**Instruction a**
Find every line of the listing that contains the word "white", and copy each of those lines.

**Selection**
==*==

Sorry but that doesn't sound right to me. The whole idea of the engaging by the lines is to synchronize / align the internal threads of the clam shell to the threads of the leadscrew. If you are riding on top for a while before it engages, that means the marks are out of phase. You risk wearing or even mangling your brass clam shell threads. Now to be clear, if its out say a line width either way, or your reaction time is something you have to practice a bit (like start downward motion 2 line widths before it comes around) that is probably normal. But if the lines are not matching up like engagement occurs in between the numbers or you are having to ride on it for a while routinely, I suspect something is amiss. See my comment in post #4. Coarser threading and or higher rpm means everything is kind of sped up a bit, but you might not have much optionality from that perspective.

Another thing to check, and this may be lathe specific. The rotating engagement mechanism we are talking about can be rotated out of position so its not always rotating with the leadscrew. Its there just to save wear on parts if you are not threading & something you should do, Now if its not quite rotated back in position correctly to leadscrew, like partial engagement to leadscrew, that might be giving a bit of false position reading. It shouldnt be much but something to check.


----------



## bretthl (Jan 6, 2019)

petertha said:


> Sorry but that doesn't sound right to me. The whole idea of the engaging by the lines is to synchronize / align the internal threads of the clam shell to the threads of the leadscrew. If you are riding on top for a while before it engages, that means the marks are out of phase.



You're right and this has been bugging me.  Off my arse and off to work.

Remove the "precision" offending part:






Break the gear loose from the shaft (4mm and 5mm Allen):






Disassemble, clean, grease, etc.:






Reinstall the thread dial with the the split nut (clam shell) closed, gear engaged to the lead screw and a timing line aligned with the rivet then tighten the gear retaining screw.  I put a dab of blue Loctite on the screw.






Now engagement is dead on the timing lines!

As Dan noted in his original post there are 32 possible points of engagement.  The only way to change this is to reduce the circumference of the thread dial gear by a a factor of four but then the dial would turn 4 times as fast and that would okay with me (would have to re-design the housing too).

==*==

Collected data
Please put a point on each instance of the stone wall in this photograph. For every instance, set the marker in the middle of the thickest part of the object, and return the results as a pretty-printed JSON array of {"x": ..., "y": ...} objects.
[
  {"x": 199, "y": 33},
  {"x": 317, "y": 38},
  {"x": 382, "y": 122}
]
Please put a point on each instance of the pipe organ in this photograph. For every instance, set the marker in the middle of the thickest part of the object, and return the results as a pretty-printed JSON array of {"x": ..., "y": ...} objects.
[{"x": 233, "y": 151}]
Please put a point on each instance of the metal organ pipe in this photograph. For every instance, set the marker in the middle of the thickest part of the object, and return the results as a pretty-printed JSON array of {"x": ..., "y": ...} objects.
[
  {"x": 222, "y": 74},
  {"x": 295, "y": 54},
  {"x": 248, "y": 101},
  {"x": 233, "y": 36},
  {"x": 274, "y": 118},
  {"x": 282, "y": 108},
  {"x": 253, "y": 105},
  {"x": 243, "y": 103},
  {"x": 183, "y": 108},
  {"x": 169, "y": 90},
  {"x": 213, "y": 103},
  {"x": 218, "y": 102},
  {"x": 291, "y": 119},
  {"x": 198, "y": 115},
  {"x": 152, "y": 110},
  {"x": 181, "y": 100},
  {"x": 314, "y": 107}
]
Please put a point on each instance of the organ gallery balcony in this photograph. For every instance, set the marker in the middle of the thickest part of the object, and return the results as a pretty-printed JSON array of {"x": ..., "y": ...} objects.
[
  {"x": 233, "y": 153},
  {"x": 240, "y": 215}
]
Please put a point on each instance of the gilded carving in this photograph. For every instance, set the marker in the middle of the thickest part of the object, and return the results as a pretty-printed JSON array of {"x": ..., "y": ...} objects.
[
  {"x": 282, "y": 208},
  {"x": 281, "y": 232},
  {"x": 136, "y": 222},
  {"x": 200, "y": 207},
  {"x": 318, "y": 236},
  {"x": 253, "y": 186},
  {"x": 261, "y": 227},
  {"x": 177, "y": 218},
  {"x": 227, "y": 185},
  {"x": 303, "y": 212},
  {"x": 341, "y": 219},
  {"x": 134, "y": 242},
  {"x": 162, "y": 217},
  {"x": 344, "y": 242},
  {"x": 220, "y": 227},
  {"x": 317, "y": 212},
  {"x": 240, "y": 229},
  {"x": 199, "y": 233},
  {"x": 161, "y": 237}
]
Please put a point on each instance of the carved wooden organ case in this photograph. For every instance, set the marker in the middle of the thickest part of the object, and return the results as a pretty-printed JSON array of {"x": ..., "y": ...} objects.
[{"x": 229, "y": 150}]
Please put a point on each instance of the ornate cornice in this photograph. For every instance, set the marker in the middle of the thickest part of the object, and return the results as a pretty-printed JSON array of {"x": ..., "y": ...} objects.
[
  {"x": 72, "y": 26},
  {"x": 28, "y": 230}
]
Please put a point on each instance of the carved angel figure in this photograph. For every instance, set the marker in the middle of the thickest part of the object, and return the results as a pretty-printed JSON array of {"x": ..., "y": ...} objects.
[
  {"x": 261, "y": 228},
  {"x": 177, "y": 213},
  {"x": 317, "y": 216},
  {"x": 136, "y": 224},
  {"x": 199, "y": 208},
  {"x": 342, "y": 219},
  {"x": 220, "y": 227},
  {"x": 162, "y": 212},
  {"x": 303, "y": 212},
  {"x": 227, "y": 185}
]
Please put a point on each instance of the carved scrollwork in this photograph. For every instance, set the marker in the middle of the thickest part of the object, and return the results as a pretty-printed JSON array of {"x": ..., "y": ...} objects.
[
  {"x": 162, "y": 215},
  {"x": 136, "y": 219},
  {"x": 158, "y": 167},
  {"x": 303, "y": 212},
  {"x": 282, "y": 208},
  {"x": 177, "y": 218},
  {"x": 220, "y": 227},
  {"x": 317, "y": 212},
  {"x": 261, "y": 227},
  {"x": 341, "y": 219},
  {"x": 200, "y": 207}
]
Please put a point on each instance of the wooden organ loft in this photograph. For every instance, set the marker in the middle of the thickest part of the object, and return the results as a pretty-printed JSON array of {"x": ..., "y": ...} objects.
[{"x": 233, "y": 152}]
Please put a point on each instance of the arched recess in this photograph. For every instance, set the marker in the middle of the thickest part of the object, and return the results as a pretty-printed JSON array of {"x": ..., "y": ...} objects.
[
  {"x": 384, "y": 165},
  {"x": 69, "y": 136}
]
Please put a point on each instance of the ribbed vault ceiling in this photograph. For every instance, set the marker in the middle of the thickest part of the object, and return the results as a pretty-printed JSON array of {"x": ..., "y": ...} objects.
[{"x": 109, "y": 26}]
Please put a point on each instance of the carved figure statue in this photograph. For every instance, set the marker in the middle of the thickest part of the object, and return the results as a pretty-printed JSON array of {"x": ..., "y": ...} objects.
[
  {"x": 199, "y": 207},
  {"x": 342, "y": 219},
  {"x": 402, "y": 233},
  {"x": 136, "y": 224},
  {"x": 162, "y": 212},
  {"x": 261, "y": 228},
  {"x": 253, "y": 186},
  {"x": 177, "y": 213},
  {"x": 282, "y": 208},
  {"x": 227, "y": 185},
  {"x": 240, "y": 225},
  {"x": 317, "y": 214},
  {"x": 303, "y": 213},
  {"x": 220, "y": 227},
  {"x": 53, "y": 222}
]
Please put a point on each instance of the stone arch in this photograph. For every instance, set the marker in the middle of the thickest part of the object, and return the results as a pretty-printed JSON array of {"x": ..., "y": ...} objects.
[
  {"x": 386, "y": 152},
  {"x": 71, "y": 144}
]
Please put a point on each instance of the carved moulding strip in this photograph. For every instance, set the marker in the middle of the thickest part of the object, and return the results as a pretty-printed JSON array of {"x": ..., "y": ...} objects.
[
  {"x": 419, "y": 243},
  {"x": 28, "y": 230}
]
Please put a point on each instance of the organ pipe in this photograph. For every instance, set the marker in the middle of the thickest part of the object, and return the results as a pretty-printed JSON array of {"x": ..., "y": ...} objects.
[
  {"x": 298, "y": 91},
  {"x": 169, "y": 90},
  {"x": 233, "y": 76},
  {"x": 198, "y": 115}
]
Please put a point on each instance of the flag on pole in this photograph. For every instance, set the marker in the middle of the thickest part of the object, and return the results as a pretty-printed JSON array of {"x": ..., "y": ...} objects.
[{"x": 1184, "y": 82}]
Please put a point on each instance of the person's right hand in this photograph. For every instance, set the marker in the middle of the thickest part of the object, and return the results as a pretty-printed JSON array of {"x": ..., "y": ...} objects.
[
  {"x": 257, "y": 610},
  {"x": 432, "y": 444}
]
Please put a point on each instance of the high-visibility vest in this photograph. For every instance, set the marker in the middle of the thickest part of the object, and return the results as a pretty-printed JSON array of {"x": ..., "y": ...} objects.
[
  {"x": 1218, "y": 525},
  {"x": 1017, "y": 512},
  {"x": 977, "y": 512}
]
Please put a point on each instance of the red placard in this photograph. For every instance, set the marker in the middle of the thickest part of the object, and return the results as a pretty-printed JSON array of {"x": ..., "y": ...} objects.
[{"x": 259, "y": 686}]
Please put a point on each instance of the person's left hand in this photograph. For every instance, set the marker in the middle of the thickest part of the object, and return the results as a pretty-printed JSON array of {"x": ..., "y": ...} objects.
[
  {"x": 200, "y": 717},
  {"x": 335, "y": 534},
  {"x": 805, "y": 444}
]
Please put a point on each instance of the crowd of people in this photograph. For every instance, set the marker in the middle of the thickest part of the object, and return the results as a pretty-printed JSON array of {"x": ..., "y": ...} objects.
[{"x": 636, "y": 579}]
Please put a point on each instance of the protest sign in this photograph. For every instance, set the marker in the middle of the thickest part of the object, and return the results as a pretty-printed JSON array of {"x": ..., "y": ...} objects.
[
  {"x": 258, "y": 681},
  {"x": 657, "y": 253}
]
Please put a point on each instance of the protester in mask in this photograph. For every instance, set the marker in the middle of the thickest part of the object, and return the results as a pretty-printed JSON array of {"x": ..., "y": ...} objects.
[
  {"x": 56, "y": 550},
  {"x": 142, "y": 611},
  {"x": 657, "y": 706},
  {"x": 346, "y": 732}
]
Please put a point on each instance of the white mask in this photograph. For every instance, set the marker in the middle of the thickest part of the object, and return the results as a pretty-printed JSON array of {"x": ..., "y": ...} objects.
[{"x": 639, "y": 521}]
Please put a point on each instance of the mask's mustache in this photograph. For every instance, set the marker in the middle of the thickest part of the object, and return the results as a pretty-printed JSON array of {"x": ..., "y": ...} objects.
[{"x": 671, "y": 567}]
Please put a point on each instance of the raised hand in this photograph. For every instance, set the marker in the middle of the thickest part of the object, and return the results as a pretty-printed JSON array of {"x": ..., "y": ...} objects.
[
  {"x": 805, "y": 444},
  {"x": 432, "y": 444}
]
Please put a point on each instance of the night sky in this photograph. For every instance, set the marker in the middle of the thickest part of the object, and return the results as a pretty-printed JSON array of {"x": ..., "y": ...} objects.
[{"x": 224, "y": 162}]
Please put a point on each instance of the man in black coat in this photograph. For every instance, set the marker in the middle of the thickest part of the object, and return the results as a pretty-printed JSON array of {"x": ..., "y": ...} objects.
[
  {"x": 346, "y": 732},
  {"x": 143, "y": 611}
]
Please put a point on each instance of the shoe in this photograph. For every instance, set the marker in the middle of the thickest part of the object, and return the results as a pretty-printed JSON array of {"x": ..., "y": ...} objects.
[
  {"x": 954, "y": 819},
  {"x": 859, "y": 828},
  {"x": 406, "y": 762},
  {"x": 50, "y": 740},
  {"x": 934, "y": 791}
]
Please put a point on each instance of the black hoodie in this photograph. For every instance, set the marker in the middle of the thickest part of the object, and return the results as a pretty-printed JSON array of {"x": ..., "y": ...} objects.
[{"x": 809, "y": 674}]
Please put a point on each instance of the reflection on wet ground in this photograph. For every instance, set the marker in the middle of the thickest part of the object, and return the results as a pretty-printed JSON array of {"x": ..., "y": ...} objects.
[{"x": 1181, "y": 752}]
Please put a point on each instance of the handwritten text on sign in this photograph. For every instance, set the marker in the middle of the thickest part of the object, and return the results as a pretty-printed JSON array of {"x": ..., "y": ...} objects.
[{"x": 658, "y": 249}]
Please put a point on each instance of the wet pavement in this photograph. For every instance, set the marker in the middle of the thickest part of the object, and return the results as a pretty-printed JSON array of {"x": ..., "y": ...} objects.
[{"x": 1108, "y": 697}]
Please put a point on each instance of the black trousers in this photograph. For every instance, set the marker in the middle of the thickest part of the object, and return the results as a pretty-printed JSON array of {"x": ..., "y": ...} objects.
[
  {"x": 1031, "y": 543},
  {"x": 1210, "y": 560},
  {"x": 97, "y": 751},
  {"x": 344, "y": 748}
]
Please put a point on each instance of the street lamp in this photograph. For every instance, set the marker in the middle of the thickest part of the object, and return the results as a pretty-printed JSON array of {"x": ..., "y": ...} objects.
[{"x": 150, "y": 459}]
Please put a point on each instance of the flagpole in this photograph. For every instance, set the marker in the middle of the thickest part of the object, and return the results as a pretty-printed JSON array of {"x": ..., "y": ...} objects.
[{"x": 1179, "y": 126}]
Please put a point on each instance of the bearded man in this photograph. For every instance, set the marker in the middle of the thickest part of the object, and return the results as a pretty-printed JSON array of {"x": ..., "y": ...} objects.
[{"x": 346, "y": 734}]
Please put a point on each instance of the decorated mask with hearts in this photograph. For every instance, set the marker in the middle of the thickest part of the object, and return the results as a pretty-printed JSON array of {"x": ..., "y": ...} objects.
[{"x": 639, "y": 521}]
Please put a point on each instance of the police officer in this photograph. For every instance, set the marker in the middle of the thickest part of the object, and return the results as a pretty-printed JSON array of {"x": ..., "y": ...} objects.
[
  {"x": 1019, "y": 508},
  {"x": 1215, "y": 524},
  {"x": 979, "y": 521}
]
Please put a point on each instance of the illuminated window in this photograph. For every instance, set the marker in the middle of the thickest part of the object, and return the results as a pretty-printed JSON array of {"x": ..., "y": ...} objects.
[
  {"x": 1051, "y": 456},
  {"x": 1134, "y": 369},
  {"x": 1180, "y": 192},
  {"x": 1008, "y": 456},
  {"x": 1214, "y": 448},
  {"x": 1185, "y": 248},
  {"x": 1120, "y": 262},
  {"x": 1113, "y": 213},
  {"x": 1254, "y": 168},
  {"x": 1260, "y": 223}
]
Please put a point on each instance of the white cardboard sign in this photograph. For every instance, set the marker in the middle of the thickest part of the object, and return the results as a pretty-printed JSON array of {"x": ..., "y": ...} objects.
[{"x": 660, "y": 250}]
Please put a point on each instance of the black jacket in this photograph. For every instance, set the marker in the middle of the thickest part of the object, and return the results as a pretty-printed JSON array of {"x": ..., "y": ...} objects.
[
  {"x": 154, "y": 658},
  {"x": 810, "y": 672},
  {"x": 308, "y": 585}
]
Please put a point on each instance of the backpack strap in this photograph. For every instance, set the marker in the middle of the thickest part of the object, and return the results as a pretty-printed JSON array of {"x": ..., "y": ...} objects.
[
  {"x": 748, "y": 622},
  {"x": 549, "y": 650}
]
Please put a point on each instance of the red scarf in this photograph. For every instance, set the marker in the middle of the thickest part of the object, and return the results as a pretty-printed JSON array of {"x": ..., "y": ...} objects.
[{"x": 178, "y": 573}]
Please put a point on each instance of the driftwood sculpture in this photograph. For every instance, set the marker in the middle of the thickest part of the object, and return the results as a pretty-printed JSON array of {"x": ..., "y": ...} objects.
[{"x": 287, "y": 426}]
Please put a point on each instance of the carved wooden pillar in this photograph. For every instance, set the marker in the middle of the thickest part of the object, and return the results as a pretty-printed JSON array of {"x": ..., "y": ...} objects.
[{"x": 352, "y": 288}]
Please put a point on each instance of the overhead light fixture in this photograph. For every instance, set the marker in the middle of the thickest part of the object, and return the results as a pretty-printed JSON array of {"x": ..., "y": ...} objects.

==*==

**Instruction b**
Answer these questions from the thread-dial discussion:
(i) What does riding on top for a while before engagement risk doing to the brass clam shell threads?
(ii) Which Allen key sizes were used to break the gear loose from the shaft?
(iii) How many possible points of engagement are there?

**Correct response a**
Please put a point on each instance of the white mask in this photograph. For every instance, set the marker in the middle of the thickest part of the object, and return the results as a pretty-printed JSON array of {"x": ..., "y": ...} objects.
Please put a point on each instance of the white cardboard sign in this photograph. For every instance, set the marker in the middle of the thickest part of the object, and return the results as a pretty-printed JSON array of {"x": ..., "y": ...} objects.

**Correct response b**
(i) Wearing or even mangling them.
(ii) 4mm and 5mm.
(iii) 32.